• Selected passage:
British media organisations and journalists working for them have struggled for decades to cover the Israeli-Palestinian conflict accurately and impartially. Supporting what we all observed with our very own eyes and ears, research has demonstrated categorically over the years how Israeli narratives and viewpoints dominate the Middle East output of most mainstream media organisations in Britain, leading to the silencing, erasure and dehumanisation of the Palestinians.
So the unmistakable pro-Israel narrative in most of the British coverage of Israel’s ongoing war on Gaza – which prioritises Israeli suffering, threat perceptions and geopolitical aspirations over all else – did not come as a surprise to anyone who was paying attention to the country’s news landscape before this most recent episode of violence.
Nevertheless, on this day, as bombs continue to rain down on besieged Palestinians in Gaza with unprecedented force and a wider regional war looms on the horizon, it is crucial to point out this problematic journalistic conduct once again in the hopes that it may encourage some members of Britain’s media establishment into acknowledging their responsibilities as journalists and adopting a truly impartial attitude towards the conflict – a change in direction that could not only help all those affected by this war in their search for safety and justice but also improve the British public’s deteriorating relationship with and trust in its national press.
One of the main issues with the British coverage of the ongoing war is the seemingly universal insistence on framing it as a confrontation that began only on the morning of October 7.

• Tasks and exercises:
A) Answer the following about the passage on British media coverage, one line each:
(i) Whose narratives and viewpoints does it say dominate the Middle East output of most mainstream British media organizations?
(ii) On what morning does it say British coverage frames the confrontation as having begun?
(iii) Whose relationship with and trust in the national press does it say could improve?
B) Write out the passage on British media coverage word for word, starting at the words "Nevertheless, on this" and ending after the words "its national press.".

• Material:
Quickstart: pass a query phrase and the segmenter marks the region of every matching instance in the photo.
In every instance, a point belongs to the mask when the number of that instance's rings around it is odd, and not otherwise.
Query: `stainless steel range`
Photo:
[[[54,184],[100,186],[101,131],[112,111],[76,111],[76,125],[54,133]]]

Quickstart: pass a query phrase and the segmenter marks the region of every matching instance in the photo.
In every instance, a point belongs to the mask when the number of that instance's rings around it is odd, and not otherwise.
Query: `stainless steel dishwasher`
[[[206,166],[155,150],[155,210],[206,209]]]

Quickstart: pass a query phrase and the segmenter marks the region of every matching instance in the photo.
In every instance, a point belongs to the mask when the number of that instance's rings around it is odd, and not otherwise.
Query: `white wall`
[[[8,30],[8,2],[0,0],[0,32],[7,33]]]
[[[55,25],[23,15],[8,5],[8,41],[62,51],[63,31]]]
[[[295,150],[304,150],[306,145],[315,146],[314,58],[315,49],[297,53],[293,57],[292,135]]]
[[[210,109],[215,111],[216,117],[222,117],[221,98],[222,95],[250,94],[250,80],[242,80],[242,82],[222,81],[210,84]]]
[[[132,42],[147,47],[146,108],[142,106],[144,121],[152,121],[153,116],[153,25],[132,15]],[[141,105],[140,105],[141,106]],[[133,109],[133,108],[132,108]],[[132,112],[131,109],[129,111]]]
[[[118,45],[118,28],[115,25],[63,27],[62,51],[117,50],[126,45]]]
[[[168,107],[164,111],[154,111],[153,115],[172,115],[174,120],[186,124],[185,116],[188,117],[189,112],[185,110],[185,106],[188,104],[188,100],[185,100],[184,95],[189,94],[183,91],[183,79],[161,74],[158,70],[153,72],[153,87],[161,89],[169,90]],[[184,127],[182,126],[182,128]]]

• Expected outputs:
A)
(i) Israeli narratives and viewpoints
(ii) The morning of October 7
(iii) The British public's

B)
Nevertheless, on this day, as bombs continue to rain down on besieged Palestinians in Gaza with unprecedented force and a wider regional war looms on the horizon, it is crucial to point out this problematic journalistic conduct once again in the hopes that it may encourage some members of Britain’s media establishment into acknowledging their responsibilities as journalists and adopting a truly impartial attitude towards the conflict – a change in direction that could not only help all those affected by this war in their search for safety and justice but also improve the British public’s deteriorating relationship with and trust in its national press.